Monday, June 9, 2008

Yvonne


Often times I find myself having "aha" moments over and over again. I'm not sure if it's because my brain seems to be partial to exclamation marks or because I'm easily distracted and need to be reminded. In either case I had another "aha" moment last week over a topic I've been wrestling with for quite some time.

It began two weeks ago when I joined three other ladies from my church at a woman's apartment. We had been called by the CAC (Community Action Council). Yvonne had called needing assistance moving. Her husband had died three years ago and she had been on the waiting list for Section 8 housing for just as many years. Finally Yvonne's number was called and she needed help packing and moving her two bedroom apartment. She had surgery a few years back and couldn't pack herself and didn't have access to any help for lifting and moving items.

Yvonne is a larger than life character. She has two cats, one of which bites...hard. She is an adept chit chatter and can derail any small attempt at progress swiftly and with Bond-like precision. You need a designated out when you start talking with her or else your goodbye may last 45 minutes.She has amassed a colorful assortment of useless, indecipherable, and unmentionable trinkets over her life and they all sat proudly displayed in every available nook and cranny in the two bedroom apartment. It's an intimate thing to pack people's belongings. You see and touch their prized possessions. Sometimes I blushed at the items and other times I sighed with a heavy heart. Her husband's closet hadn't even been looked at since he passed away and I had the task of packing it up. I couldn't help but breathe a little deeper as I opened the doors. It felt like sacred space in a way.

_ _ _ _

§ **THE TASK**
Copy the passage about Yvonne from "Monday, June 9, 2008" up to and including "quite some time.", replacing "aha" with "eureka".

§ **DATASET**
_ _ _ _

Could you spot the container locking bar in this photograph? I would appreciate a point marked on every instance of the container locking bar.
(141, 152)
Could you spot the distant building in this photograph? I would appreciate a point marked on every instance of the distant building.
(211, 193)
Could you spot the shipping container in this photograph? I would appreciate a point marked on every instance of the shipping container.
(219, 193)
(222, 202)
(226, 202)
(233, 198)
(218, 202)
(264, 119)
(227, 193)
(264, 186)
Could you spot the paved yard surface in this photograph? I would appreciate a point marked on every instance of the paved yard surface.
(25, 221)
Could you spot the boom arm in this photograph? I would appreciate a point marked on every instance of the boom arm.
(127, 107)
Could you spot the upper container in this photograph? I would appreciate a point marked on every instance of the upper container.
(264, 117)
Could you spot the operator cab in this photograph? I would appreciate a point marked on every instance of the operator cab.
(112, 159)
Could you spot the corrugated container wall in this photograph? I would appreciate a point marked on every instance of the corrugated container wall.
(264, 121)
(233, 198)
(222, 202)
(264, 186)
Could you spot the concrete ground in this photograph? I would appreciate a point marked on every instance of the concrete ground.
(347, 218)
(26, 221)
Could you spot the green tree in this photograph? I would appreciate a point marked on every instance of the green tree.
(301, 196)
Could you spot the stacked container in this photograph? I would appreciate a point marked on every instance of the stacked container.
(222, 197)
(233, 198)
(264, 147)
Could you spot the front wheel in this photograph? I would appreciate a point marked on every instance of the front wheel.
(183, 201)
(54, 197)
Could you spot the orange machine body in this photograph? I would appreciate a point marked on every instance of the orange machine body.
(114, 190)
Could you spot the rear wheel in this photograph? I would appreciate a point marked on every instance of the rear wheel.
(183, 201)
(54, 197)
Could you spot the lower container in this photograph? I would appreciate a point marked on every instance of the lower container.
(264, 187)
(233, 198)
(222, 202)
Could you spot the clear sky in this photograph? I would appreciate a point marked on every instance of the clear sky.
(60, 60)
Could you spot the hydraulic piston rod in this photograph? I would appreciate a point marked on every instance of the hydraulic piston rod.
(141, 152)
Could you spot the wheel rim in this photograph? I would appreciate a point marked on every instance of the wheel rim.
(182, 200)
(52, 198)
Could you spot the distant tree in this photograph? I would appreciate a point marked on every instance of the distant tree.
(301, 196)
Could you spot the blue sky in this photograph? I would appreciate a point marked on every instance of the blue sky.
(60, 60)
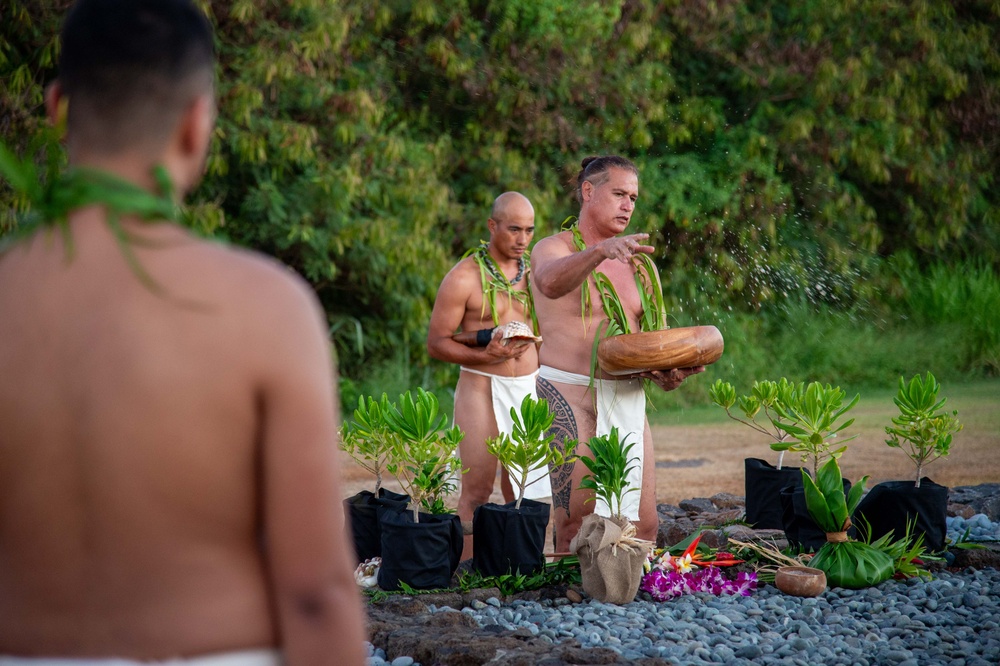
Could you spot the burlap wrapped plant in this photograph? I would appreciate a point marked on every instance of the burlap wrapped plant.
(611, 557)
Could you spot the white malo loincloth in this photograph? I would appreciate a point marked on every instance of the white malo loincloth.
(241, 658)
(620, 403)
(509, 392)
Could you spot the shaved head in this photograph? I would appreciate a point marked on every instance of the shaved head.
(510, 203)
(130, 69)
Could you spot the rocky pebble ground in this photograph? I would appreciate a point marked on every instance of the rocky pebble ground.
(953, 618)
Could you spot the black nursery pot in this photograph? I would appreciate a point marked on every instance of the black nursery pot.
(889, 505)
(363, 515)
(800, 529)
(508, 540)
(423, 555)
(763, 487)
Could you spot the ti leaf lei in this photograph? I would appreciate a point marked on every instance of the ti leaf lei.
(647, 282)
(494, 282)
(50, 201)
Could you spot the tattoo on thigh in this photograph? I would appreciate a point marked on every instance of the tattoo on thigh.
(563, 427)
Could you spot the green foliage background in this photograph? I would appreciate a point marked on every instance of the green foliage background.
(813, 160)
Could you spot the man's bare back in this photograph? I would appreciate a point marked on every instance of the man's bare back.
(129, 426)
(168, 465)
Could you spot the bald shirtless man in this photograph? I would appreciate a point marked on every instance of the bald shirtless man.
(494, 376)
(607, 188)
(168, 467)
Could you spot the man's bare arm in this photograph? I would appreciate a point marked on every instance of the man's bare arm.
(317, 601)
(446, 317)
(556, 270)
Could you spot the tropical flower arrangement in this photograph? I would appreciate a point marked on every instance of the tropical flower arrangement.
(668, 575)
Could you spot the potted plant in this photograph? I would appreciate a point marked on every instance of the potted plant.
(762, 481)
(510, 538)
(923, 431)
(813, 422)
(611, 558)
(421, 549)
(369, 441)
(846, 562)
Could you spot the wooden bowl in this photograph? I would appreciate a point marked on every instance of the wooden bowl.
(660, 350)
(800, 581)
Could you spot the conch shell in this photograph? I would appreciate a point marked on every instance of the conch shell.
(515, 332)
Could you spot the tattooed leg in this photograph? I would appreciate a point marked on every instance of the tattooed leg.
(563, 427)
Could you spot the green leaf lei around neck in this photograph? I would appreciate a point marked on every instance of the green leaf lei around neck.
(494, 282)
(49, 203)
(647, 282)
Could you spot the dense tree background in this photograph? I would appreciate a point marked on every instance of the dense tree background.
(786, 150)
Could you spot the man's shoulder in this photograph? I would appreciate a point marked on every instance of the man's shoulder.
(558, 243)
(464, 274)
(258, 280)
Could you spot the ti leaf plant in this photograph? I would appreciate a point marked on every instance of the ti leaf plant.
(764, 395)
(922, 430)
(812, 422)
(368, 439)
(527, 448)
(424, 454)
(609, 465)
(847, 563)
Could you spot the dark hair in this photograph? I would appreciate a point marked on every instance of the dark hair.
(129, 68)
(595, 170)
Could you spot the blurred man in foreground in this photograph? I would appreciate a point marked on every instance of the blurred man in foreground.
(168, 477)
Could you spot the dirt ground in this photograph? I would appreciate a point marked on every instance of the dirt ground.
(700, 461)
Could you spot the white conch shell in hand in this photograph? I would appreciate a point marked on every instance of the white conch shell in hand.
(515, 332)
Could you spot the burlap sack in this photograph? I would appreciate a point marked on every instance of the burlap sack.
(611, 558)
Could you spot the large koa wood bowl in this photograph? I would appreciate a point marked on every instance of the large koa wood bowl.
(670, 348)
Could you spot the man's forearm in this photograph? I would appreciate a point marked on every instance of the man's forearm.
(479, 338)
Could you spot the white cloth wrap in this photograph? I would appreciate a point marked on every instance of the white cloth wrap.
(240, 658)
(620, 403)
(508, 392)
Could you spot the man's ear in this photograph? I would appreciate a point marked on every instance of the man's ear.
(195, 131)
(55, 104)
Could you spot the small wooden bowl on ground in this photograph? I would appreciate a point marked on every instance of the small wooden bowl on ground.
(670, 348)
(800, 581)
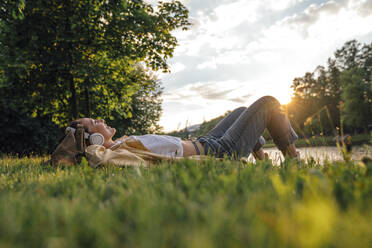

_ _ _ _

§ **ANSWER BELOW**
Monday, June 9, 2008

Yvonne


Often times I find myself having "eureka" moments over and over again. I'm not sure if it's because my brain seems to be partial to exclamation marks or because I'm easily distracted and need to be reminded. In either case I had another "eureka" moment last week over a topic I've been wrestling with for quite some time.